DIRECTION A
Copy the labeling rows between the rows holding "every small framed" and "[[387, 440, 487, 480]]", inclusive, offsetting every bounding-box coordinate in their answers by 144. Keep the instructions and their format samples as they are.

The device family, called the network processor for smart networks (NPS), is being aimed at Carrier Ethernet edge router platforms, the traditional telecom application for network processors.

But the NPS opens up new opportunities for EZchip in the data centre, such as security, load balancing and software-defined networking (SDN). Indeed EZchip says the NPS market will double the total addressable market to US$2.4bn by 2016.

"SDN is supposedly a big deal in the data centre," says Eyal. Because SDN separates the control plane from the data plane, it implies that the data plane becomes relatively simple. In practice the opposite is true: the data processing becomes more complex requiring the recognition and handling of packets having different encapsulation schemes, says Eyal.

The NPS borrows architectural elements of EZchip's existing high-end NPUs but the company has added an ARC 32-bit reduced instruction set computer (RISC) processor which it has redesigned to create the basic packet-processing computing node: the CTOP (C-programmable task-optimised processor).

EZchip has announced two NPS devices: The NPS-200 and the more processing-capable NPS-400. The NPS-400 is a 200 Gigabit-per-second (Gbps) duplex chip with 256 CTOPs, giving it twice the packet-processing performance of EZchip's latest NP-5 NPU. The NPS-400 will also have 800 Gigabit of input/ output. The NPS-200 design will have 128 CTOPs.

DIRECTION B
According to the passage on EZchip's network processors, how many CTOPs does the NPS-400 have?

MATERIALS PROVIDED
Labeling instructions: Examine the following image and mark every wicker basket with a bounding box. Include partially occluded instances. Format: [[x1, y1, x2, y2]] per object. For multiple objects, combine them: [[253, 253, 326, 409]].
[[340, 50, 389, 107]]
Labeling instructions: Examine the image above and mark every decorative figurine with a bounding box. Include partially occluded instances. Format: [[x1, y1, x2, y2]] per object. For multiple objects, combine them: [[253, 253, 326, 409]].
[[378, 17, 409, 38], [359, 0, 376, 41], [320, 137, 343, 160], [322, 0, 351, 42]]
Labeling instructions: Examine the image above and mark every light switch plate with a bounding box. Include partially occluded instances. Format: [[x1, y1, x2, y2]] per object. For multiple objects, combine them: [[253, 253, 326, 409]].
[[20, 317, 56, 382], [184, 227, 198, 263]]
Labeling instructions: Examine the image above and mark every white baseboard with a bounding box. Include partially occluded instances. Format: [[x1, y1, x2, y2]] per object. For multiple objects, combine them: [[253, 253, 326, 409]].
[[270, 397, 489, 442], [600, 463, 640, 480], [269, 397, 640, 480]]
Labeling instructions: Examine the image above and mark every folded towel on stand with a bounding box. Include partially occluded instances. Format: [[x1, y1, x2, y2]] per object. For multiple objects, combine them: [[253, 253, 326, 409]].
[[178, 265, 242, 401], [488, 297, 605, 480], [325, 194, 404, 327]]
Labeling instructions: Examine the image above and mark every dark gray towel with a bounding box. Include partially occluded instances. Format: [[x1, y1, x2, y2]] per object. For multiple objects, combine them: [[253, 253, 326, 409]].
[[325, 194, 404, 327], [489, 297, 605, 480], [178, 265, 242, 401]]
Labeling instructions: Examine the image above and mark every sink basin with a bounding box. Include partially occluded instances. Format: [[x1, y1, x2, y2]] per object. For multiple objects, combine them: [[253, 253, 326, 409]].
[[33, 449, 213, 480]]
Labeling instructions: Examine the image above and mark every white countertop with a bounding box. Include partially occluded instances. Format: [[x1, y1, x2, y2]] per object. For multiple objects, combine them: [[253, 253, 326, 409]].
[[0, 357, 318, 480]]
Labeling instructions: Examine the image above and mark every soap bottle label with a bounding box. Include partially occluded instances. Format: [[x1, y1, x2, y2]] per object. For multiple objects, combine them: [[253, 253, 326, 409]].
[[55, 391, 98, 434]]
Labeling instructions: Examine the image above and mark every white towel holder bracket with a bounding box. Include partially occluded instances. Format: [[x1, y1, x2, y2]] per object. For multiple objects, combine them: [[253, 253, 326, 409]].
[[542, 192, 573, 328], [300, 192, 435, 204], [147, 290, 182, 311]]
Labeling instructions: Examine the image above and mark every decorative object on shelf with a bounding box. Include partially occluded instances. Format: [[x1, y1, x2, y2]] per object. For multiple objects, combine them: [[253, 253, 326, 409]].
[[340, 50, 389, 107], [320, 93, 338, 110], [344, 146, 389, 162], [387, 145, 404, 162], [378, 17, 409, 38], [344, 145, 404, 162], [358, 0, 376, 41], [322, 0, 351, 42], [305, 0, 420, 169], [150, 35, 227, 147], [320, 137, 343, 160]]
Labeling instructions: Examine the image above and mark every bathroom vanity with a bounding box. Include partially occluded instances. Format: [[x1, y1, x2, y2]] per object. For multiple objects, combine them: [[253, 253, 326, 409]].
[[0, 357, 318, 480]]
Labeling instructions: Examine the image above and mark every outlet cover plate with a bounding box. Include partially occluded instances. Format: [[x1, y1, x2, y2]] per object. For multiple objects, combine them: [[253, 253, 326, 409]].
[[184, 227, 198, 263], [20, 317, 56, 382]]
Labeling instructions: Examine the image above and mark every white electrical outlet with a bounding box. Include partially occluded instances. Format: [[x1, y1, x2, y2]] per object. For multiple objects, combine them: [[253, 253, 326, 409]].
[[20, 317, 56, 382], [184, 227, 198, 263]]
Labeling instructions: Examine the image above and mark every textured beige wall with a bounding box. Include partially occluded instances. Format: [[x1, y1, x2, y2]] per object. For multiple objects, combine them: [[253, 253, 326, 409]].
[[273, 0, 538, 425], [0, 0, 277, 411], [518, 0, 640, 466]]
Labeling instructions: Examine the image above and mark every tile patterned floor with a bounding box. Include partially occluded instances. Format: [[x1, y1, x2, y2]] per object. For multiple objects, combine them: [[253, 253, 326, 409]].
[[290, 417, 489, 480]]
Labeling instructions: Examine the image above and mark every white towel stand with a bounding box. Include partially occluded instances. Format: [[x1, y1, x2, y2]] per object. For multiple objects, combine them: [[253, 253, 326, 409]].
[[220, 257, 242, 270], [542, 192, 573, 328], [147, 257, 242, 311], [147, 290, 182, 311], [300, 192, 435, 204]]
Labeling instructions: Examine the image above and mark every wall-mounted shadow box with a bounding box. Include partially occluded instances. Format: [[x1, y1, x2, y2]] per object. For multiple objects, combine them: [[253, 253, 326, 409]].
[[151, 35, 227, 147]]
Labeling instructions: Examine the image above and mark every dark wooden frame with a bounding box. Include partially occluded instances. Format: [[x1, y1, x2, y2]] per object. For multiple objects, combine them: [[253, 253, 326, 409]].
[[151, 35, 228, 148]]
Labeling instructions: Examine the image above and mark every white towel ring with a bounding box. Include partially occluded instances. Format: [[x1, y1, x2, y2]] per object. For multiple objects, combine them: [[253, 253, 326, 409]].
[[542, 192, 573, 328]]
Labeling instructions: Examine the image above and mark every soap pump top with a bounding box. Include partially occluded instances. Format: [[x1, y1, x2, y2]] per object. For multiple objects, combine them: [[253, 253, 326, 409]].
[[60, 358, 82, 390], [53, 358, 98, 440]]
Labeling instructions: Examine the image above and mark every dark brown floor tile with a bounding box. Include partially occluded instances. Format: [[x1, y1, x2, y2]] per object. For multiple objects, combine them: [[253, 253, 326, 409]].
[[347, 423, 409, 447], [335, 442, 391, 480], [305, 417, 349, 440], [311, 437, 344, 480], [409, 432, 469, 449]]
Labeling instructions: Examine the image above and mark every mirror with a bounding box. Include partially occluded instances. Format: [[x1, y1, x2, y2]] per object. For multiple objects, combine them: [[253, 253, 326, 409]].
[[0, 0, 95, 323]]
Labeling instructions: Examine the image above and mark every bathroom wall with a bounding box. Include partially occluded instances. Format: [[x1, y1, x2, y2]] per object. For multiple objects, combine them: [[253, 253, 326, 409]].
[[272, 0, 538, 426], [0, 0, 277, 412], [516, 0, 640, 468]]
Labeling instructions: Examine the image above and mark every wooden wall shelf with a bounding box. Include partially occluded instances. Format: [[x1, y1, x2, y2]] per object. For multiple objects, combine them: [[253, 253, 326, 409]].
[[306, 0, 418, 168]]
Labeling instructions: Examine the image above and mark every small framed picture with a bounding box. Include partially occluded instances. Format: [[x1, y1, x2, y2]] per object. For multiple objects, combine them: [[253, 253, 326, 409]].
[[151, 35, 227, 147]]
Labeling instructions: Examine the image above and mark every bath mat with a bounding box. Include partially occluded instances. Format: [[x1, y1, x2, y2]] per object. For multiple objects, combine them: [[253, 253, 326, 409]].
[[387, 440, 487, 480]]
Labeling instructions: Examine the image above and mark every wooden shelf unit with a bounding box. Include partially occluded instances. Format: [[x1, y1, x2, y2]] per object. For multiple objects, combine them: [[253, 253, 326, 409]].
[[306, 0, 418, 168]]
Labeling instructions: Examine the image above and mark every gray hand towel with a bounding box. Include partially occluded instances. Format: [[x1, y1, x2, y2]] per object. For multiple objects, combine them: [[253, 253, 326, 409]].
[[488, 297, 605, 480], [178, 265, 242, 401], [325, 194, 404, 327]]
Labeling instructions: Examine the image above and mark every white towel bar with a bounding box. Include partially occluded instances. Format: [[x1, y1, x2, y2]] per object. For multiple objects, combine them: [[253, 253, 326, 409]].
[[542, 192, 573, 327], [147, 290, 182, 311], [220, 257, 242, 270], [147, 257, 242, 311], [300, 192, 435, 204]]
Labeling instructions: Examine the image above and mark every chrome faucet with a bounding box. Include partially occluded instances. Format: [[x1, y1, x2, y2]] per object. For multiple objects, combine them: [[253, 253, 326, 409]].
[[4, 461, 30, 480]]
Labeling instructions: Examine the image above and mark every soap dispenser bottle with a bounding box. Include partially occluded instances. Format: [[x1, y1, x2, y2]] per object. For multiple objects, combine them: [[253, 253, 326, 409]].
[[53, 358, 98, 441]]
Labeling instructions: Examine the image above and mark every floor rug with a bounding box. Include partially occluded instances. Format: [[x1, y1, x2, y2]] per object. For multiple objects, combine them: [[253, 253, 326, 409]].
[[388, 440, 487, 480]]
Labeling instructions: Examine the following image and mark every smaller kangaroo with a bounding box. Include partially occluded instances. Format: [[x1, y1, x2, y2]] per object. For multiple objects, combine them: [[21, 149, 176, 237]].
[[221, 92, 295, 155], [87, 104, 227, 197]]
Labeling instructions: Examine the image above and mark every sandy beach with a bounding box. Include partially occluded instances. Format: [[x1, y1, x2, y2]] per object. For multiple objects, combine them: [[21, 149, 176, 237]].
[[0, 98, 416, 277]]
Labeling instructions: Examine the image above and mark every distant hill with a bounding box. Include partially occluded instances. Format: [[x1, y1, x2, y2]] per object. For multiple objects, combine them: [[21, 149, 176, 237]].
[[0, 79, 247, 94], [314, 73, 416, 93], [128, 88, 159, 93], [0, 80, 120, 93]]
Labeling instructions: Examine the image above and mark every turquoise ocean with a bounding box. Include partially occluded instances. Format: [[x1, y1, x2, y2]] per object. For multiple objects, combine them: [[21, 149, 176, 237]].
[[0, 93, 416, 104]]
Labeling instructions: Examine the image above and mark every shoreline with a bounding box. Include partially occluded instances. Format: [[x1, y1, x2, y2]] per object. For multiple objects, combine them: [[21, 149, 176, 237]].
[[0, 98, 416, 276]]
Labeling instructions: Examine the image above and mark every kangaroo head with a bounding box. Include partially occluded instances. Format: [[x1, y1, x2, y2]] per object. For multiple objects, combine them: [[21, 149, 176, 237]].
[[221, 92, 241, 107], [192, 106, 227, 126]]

WRITTEN RESPONSE A
Labeling instructions: Examine the image above and mark every small framed picture with a bounding box. Include partially occluded instances. Format: [[x1, y1, x2, y2]] per object. For multiple objects, combine them: [[253, 253, 326, 409]].
[[295, 179, 371, 291]]
Labeling instructions: Examine the image above and mark every bath mat with a bounding box. Include partially occluded instances. Format: [[x1, y1, x2, y2]] per object. For multiple objects, combine them: [[253, 253, 326, 409]].
[[531, 584, 631, 624]]

WRITTEN RESPONSE B
256